DATA EXCERPTS —
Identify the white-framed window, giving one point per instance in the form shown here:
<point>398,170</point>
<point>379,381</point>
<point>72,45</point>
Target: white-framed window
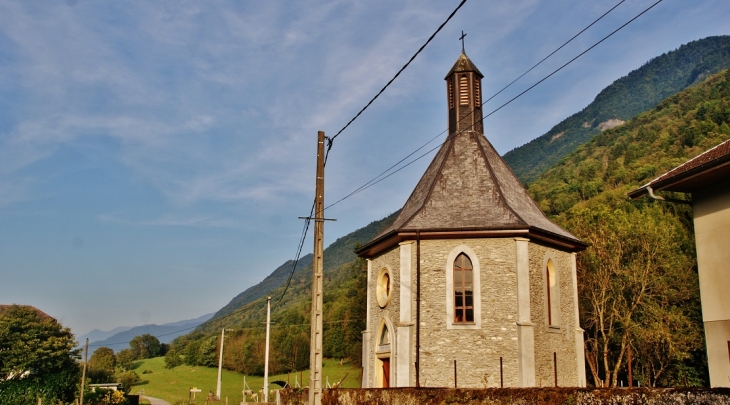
<point>383,355</point>
<point>463,289</point>
<point>383,287</point>
<point>552,294</point>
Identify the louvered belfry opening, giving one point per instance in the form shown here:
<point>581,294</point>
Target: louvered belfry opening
<point>464,95</point>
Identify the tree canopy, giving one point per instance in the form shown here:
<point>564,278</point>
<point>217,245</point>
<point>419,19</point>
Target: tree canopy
<point>37,358</point>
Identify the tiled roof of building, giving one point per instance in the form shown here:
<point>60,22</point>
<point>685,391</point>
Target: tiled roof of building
<point>705,169</point>
<point>468,186</point>
<point>468,191</point>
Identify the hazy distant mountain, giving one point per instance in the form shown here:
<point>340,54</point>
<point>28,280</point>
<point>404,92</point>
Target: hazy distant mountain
<point>118,338</point>
<point>97,334</point>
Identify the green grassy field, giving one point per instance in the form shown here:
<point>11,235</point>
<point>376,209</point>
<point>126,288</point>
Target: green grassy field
<point>173,385</point>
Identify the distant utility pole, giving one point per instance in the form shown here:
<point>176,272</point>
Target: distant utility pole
<point>83,374</point>
<point>315,357</point>
<point>266,359</point>
<point>220,366</point>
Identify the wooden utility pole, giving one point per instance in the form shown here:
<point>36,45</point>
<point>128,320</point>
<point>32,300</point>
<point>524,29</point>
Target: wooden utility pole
<point>220,366</point>
<point>83,373</point>
<point>266,358</point>
<point>315,356</point>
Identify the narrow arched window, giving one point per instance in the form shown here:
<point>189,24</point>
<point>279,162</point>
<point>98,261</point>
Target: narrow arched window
<point>463,290</point>
<point>463,90</point>
<point>552,294</point>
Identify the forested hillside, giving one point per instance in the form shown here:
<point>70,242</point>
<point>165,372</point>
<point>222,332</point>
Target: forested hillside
<point>638,282</point>
<point>638,285</point>
<point>639,91</point>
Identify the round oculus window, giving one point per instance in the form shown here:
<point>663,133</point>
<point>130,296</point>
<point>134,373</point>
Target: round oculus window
<point>382,291</point>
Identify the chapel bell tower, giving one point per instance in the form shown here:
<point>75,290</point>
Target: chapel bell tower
<point>464,92</point>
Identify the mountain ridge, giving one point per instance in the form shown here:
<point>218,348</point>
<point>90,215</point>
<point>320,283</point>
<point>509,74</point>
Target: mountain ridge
<point>640,90</point>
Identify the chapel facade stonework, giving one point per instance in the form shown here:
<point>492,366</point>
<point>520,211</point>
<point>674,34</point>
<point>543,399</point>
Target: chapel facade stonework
<point>491,278</point>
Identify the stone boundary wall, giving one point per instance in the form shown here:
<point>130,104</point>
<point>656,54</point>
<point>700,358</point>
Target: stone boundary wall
<point>513,396</point>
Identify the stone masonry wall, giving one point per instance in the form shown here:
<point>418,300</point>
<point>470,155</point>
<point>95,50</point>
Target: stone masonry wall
<point>548,340</point>
<point>515,396</point>
<point>391,312</point>
<point>476,352</point>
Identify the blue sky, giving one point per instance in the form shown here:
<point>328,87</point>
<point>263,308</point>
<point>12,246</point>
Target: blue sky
<point>155,155</point>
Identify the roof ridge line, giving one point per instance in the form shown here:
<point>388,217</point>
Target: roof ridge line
<point>451,140</point>
<point>496,180</point>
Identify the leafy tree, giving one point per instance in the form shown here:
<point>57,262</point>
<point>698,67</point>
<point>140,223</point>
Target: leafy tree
<point>628,290</point>
<point>145,347</point>
<point>37,357</point>
<point>127,379</point>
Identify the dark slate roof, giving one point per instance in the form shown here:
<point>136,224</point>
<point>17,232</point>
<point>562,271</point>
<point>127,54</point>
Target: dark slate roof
<point>464,64</point>
<point>468,187</point>
<point>706,169</point>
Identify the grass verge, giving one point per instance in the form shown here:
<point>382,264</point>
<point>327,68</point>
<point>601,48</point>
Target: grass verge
<point>173,385</point>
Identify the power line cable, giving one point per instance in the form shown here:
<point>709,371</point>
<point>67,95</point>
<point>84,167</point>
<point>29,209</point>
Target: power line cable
<point>372,182</point>
<point>377,179</point>
<point>330,140</point>
<point>401,70</point>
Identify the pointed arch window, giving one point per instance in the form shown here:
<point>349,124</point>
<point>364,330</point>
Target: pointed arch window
<point>463,90</point>
<point>477,94</point>
<point>463,290</point>
<point>451,93</point>
<point>384,339</point>
<point>552,294</point>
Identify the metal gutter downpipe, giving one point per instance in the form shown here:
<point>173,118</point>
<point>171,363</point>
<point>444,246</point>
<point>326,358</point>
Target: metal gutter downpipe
<point>418,309</point>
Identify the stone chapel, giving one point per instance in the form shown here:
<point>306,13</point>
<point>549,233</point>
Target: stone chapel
<point>471,281</point>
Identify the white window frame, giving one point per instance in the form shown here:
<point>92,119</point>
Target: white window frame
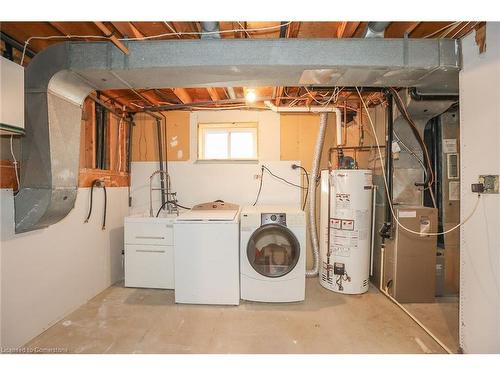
<point>230,127</point>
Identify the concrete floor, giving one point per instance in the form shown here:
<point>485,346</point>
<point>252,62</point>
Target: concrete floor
<point>124,320</point>
<point>441,318</point>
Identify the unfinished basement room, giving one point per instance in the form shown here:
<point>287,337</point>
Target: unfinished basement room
<point>291,185</point>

ASSIGNMENT — Skip the pictures and retype exactly the lines from the one that contains "<point>444,246</point>" to the last line of the records.

TASK RESULT —
<point>444,246</point>
<point>326,358</point>
Target: metal gutter downpipe
<point>418,309</point>
Identify the stone chapel, giving one point per instance in the form shown here:
<point>306,13</point>
<point>549,233</point>
Target: stone chapel
<point>471,281</point>
Identify the white window frame, giving one point per instance in the form shown here:
<point>92,119</point>
Target: white window frame
<point>230,127</point>
Identify the concrete floor, giving one point per instance in the form shown here:
<point>485,346</point>
<point>252,62</point>
Target: concrete floor
<point>124,320</point>
<point>441,318</point>
Identify the unfinished basement room, giving one point per instance in the form shown here:
<point>287,337</point>
Target: unfinished basement room
<point>291,185</point>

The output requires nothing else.